(Saved entries)
....................

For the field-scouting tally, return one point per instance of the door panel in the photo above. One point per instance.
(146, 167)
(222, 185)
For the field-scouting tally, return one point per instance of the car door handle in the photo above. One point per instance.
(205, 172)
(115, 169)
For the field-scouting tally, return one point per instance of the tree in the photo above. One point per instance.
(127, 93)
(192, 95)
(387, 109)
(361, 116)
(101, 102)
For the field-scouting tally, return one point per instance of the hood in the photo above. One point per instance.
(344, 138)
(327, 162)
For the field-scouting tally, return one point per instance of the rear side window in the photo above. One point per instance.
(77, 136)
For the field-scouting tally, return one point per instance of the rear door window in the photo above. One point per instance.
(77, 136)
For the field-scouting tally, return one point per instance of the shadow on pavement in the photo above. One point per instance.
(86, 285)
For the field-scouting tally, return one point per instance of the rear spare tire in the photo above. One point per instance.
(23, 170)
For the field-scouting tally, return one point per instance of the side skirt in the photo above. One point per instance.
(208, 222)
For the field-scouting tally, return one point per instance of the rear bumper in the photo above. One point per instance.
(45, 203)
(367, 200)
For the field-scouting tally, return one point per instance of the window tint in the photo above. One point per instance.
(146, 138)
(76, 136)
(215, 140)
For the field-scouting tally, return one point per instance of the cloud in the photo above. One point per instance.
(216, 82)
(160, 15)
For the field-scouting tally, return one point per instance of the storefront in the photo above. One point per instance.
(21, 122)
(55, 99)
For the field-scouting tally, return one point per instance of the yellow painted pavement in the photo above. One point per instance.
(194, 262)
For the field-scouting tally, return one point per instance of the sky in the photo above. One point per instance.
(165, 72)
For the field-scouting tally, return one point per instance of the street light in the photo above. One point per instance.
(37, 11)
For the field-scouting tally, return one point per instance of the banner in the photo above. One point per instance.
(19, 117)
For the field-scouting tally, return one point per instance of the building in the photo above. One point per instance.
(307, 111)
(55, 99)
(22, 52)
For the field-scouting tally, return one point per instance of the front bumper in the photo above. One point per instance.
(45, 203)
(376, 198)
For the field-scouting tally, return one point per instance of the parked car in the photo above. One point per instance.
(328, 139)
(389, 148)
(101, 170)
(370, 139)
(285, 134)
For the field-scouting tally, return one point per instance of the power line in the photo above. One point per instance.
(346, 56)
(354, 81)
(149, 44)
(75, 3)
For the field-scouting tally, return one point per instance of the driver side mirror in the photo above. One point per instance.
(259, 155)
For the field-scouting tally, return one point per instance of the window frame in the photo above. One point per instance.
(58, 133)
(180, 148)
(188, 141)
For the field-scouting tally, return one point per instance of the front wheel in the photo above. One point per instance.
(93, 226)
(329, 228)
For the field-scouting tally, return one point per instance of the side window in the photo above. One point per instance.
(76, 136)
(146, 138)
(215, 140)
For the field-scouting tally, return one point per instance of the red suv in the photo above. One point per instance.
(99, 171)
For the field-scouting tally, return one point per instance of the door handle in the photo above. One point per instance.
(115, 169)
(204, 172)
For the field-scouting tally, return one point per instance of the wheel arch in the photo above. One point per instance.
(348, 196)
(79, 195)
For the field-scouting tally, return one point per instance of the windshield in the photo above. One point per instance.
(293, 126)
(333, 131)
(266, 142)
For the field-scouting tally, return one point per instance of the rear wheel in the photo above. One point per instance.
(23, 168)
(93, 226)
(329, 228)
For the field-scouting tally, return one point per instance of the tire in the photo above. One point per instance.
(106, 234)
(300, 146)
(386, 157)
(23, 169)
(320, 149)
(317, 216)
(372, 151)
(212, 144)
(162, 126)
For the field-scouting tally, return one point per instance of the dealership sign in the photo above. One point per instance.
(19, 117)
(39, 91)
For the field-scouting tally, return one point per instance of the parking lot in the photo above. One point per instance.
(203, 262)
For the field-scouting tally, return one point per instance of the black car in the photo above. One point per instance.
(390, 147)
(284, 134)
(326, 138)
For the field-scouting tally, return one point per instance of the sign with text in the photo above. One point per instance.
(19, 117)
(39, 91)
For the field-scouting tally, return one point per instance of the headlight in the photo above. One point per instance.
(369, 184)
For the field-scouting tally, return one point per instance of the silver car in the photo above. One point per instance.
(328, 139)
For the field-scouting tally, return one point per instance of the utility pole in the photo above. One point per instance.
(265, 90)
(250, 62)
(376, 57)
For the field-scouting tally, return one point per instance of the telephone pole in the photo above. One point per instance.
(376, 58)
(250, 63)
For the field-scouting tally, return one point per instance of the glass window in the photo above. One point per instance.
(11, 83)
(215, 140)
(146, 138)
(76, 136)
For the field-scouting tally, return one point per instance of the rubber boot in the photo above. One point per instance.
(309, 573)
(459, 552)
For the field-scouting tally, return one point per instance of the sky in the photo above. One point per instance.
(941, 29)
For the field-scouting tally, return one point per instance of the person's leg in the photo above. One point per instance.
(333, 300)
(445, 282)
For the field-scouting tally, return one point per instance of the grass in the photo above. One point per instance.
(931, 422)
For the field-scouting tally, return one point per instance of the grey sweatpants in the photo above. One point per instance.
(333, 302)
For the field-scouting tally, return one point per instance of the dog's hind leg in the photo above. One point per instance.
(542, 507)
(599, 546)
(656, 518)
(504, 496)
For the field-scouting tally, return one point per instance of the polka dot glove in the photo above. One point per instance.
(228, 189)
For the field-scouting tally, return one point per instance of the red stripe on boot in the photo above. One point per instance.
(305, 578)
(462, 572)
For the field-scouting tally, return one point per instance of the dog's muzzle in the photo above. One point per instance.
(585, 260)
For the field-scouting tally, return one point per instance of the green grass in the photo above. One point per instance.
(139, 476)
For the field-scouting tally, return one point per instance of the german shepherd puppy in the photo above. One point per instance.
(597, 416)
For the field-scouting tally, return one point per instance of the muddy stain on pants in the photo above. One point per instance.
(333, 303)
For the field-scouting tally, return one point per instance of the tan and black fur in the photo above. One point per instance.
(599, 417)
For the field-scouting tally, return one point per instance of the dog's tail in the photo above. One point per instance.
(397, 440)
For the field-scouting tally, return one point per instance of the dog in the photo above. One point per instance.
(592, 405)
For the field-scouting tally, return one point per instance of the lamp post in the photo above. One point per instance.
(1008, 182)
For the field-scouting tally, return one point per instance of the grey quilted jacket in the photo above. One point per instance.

....................

### Objective
What needs duplicating is the run of lines from the one containing "the dog's muzzle" through the last line of the entries above, exact and complete.

### Finished answer
For the field-scouting tally, return one point per instance of the dog's muzzle in the photo above. One point per instance.
(585, 260)
For the field-scouting tally, return one point per instance of the green grass in the photo above. One point per instance.
(139, 476)
For the field-scouting tally, return one point per instance of the german shepherd puppy in the photo above. One point per instance.
(597, 416)
For the field-scouting tally, return one point per instance of the muddy stain on pants in the photo above. One point per instance.
(333, 303)
For the field-scouting tally, return one point per instance of the tan and black fur in the photo above. One point per instance.
(599, 417)
For the field-scouting tally, return one point per instance of the dog's tail in the photo above. One point per instance.
(397, 440)
For the field-scouting tally, return one point per instance of the dog in the photo above. One point per instance.
(592, 405)
For the field-scouting tally, return one point per instance of the lamp post in the photo above. One point per instance.
(1008, 182)
For the field-scouting tally, return one point per instance of the grey quilted jacket in the photo above. One point per instance.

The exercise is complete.